### Description of the task:
Copy every record exactly. Nothing may be skipped.

### Source records:
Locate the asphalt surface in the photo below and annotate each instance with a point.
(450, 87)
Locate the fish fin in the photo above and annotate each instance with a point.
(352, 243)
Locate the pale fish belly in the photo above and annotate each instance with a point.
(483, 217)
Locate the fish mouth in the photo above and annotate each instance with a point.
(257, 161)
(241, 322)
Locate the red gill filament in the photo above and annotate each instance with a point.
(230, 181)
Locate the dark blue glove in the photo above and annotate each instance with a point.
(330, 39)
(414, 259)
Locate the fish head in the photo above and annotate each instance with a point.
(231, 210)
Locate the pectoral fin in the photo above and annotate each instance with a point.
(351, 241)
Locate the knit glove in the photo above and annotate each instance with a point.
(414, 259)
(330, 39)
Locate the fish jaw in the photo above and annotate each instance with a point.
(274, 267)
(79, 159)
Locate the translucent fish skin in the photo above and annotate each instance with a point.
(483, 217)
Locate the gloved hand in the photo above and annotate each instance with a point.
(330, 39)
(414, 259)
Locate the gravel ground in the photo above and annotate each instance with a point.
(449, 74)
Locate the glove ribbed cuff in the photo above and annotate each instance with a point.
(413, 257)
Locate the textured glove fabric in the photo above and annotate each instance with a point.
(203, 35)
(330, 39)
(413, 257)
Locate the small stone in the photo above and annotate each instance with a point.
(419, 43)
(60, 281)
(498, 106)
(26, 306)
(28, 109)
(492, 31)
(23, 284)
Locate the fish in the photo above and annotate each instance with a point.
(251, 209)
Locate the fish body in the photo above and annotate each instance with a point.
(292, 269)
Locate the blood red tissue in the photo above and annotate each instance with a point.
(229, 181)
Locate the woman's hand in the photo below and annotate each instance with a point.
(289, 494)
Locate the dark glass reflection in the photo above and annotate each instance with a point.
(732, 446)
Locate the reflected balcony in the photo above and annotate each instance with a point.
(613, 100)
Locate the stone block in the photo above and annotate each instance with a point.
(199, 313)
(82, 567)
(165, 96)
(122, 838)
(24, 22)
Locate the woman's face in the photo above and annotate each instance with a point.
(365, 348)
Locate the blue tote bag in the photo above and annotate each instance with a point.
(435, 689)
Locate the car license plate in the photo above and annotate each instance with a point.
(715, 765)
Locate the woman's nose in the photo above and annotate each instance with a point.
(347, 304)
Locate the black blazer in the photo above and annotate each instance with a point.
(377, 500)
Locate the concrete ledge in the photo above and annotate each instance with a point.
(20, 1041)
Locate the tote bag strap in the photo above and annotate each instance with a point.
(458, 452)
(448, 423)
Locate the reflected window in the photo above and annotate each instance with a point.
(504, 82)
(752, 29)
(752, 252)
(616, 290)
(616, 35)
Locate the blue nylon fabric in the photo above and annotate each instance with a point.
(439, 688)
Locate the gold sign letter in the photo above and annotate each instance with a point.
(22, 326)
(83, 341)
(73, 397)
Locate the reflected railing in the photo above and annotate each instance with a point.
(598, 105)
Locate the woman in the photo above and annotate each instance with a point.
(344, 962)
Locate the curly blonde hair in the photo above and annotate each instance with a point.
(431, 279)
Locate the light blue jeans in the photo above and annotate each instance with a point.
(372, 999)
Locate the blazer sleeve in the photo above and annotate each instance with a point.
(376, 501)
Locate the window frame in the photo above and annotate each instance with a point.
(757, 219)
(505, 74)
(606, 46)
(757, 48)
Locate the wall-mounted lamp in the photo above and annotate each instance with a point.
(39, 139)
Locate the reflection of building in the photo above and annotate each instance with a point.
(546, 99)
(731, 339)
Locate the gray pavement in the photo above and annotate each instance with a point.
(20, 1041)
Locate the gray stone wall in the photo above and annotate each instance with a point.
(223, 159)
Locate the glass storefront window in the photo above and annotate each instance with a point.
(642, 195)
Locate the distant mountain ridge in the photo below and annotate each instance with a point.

### Task response:
Locate the asphalt surface in the photo below and annotate each instance with a point.
(450, 87)
Locate the fish fin in the photo above and annotate each instance with a point.
(352, 243)
Locate the pale fish belly in the photo above and annotate each instance with a point.
(483, 217)
Locate the fish mouth in the photo above and annotate each instance with a point.
(257, 161)
(241, 322)
Locate the red gill filament in the photo above and annotate each instance with a point.
(230, 181)
Locate the dark blue glove in the photo above and annotate each instance with a point.
(330, 39)
(414, 259)
Locate the fish head in the photo above and annotate each instance with a point.
(231, 210)
Locate the pectoral fin in the photo above and annotate each instance with a point.
(351, 241)
Locate the knit glove in the photo above and annotate each instance with a point.
(414, 259)
(330, 39)
Locate the fish jaw in the photo above and annotate each instance with a point.
(274, 267)
(79, 159)
Locate the translucent fish skin in the photo above and annotate each instance with a point.
(483, 217)
Locate the gloved hand in the photo above and annotate each instance with a point.
(330, 39)
(414, 259)
Locate the gravel ground in the photo above and annotate each instance with a point.
(449, 74)
Locate the glove ribbed cuff in the photo above and annotate each instance with a point.
(413, 257)
Locate the textured glove fabric in the photo above and annotate each instance with a point.
(203, 35)
(330, 39)
(413, 257)
Locate the small stone in the photo above and annotate each instance with a point.
(419, 43)
(60, 281)
(498, 106)
(26, 306)
(28, 109)
(492, 31)
(23, 284)
Locate the fish in the photo above and annotate each instance with a point.
(251, 209)
Locate the fish body in the photo above and annotate each instance with a point.
(292, 269)
Locate the blood red tissue in the photo above and annotate each instance with a point.
(229, 181)
Locate the woman's hand in the photo below and annotate each instance with a point.
(289, 494)
Locate the dark glass reflection in the photo above and annotate each instance with a point.
(732, 446)
Locate the reflected balcony in the photo above and annotate each instance with a point.
(613, 100)
Locate the stone block in the photo above and annotate each instance with a point.
(199, 313)
(82, 567)
(165, 96)
(122, 838)
(24, 22)
Locate the woman's face in the photo above and annotate each instance with a point.
(365, 348)
Locate the blue tote bag in the photo above and annotate each instance with a point.
(435, 689)
Locate the car license plate in the photo above and annotate each instance with a point.
(715, 765)
Locate the woman's nose in the photo above and annotate each instance with a point.
(347, 304)
Locate the black blazer in the photo above and annotate each instance with a point.
(377, 500)
Locate the concrete ledge in the photo above and annotate each instance with a point.
(20, 1041)
Locate the tote bag strap in the photo above and annotate each instance with a point.
(458, 452)
(448, 423)
Locate the reflected window in the photo above and annotate each instance with a point.
(504, 82)
(752, 29)
(752, 252)
(616, 290)
(616, 35)
Locate the blue nylon fabric in the photo above and annotate each instance with a point.
(439, 688)
Locate the gold sign letter in the photo above and annotate each instance with a point.
(22, 326)
(83, 341)
(73, 397)
Locate the reflected railing in the photo above and annotate each instance with a point.
(598, 105)
Locate the woman in the photo above and annotate each instance with a point.
(344, 962)
Locate the curly blonde hair in the photo above and annotate each instance with a point.
(431, 279)
Locate the light blue jeans in the photo above and annotate each instance with a point.
(372, 999)
Locate the blazer sleeve in the photo above and annotate each instance with a point.
(376, 501)
Locate the window frame in the photo above and annotate each instance with a point.
(757, 219)
(505, 74)
(606, 46)
(757, 48)
Locate the wall-mounted lamp in the photo above and annotate each instance with a point.
(39, 139)
Locate the reflection of building in the photo above and annotate each instance with a point.
(546, 99)
(731, 339)
Locate the gray pavement in the photo above and annotate each instance with a point.
(20, 1041)
Locate the gray stone wall in the photo above and annotate each instance with a point.
(223, 159)
Locate the glass storefront window in the photo above and annotate each instance with a point.
(642, 195)
Locate the distant mountain ridge in the photo below and annotate each instance with a point.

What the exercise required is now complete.